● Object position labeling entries
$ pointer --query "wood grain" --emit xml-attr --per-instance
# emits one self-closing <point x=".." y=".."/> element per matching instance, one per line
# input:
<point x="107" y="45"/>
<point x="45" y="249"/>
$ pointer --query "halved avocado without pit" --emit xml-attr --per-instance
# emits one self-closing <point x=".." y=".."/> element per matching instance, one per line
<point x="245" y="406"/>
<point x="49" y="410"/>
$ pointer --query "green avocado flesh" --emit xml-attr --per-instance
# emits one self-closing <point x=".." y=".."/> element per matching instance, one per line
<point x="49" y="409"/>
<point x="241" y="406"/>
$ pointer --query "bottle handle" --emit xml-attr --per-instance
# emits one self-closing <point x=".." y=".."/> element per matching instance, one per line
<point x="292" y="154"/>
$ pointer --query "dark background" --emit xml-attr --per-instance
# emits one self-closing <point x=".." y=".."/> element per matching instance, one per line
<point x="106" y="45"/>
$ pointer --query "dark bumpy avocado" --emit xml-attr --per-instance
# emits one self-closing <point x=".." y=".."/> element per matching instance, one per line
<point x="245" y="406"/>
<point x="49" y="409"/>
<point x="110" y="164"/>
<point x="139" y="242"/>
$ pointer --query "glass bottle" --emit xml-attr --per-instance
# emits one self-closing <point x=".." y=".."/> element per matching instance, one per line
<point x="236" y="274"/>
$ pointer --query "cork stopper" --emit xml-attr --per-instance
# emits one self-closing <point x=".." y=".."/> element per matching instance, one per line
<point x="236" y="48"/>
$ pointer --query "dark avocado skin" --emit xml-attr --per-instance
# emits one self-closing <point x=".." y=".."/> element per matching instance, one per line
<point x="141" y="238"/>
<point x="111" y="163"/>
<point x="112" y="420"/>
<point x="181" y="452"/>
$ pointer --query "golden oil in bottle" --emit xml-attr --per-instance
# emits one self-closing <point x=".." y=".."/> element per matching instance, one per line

● SHORT EXERCISE
Repeat the material above in full, exactly as it stands.

● SOLUTION FOR THIS EXERCISE
$ pointer --query "wood grain" --emit xml-attr --per-instance
# emits one self-closing <point x=".." y=".."/> element per matching instance, one per line
# input:
<point x="107" y="45"/>
<point x="45" y="249"/>
$ pointer --query "halved avocado without pit" --emit xml-attr --per-instance
# emits one self-closing <point x=".." y=".."/> element per matching instance, one per line
<point x="245" y="406"/>
<point x="49" y="410"/>
$ pointer --query "green avocado flesh" --emit xml-attr --per-instance
# emits one self-closing <point x=".." y=".."/> element per matching instance, one per line
<point x="49" y="409"/>
<point x="241" y="406"/>
$ pointer --query "bottle handle" --emit xml-attr --per-instance
# emits one self-closing <point x=".." y=".."/> element per matching instance, one per line
<point x="292" y="154"/>
$ pointer --query "dark background" --emit xml-attr --per-instance
# emits one self-closing <point x=".." y=".."/> element per matching instance, one per line
<point x="106" y="45"/>
$ pointer --query "dark bumpy avocado" --emit xml-attr --per-instance
# emits one self-closing <point x=".." y=".."/> element per matching instance, one per line
<point x="245" y="406"/>
<point x="49" y="409"/>
<point x="110" y="164"/>
<point x="139" y="242"/>
$ pointer --query "glass bottle" --emit xml-attr --per-instance
# emits one self-closing <point x=".." y=".."/> element per matching instance, one per line
<point x="236" y="274"/>
$ pointer --query "cork stopper" --emit xml-attr --per-instance
# emits one self-closing <point x=".." y=".."/> element per matching instance, one per line
<point x="236" y="48"/>
$ pointer --query "dark avocado skin" --emit xml-attr --per-instance
# emits one self-closing <point x=".." y=".."/> element per matching instance, one per line
<point x="141" y="238"/>
<point x="111" y="163"/>
<point x="112" y="420"/>
<point x="181" y="452"/>
$ pointer --query "golden oil in bottle" --emit xml-attr --per-instance
# emits one self-closing <point x=".." y=".."/> element per matching instance, one per line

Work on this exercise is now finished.